→ Stated problem:
Only the lines from the one containing "Target: bench cushion" through the last line below should be written out, exactly and with both ends kept.

===== The records

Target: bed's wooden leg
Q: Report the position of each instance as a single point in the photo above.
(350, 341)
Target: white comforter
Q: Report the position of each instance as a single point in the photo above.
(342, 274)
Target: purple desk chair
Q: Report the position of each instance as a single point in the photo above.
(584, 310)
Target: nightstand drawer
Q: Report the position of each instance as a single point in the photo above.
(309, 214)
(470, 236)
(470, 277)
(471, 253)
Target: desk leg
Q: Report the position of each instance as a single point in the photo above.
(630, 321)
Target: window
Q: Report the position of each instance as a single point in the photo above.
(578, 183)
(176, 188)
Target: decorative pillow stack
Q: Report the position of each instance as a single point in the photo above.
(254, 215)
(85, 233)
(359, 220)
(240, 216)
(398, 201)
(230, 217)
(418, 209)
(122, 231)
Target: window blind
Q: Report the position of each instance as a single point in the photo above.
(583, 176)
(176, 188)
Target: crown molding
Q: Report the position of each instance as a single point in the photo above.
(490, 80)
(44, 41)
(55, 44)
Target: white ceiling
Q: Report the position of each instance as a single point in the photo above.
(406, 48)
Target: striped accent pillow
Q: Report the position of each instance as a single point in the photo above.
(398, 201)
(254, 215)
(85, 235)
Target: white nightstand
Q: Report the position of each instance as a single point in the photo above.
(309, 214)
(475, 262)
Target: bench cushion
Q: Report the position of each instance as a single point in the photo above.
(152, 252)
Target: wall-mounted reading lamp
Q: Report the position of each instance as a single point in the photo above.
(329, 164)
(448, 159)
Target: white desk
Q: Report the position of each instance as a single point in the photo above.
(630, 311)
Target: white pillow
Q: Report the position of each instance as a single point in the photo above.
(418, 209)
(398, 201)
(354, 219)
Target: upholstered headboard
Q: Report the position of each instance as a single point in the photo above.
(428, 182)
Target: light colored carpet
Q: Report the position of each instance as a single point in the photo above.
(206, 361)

==========

→ Solution below:
Target: bench cushion
Q: Report the position of each instance as a single point in the photo above.
(152, 252)
Target: wall-mounted reading lamp
Q: Report the position of each instance as a single point in the photo above.
(329, 164)
(448, 159)
Target: white desk
Q: Report the position of each instance as a single point in the photo above.
(630, 311)
Target: white pillow
Q: Report the position of each instance as a single point in the photo above.
(418, 209)
(398, 201)
(354, 219)
Target: upholstered headboard
Q: Report the position of each instance as a single point in the photo above.
(428, 182)
Target: light colored carpet
Q: Report the position of each instance as a single point in the photo above.
(206, 361)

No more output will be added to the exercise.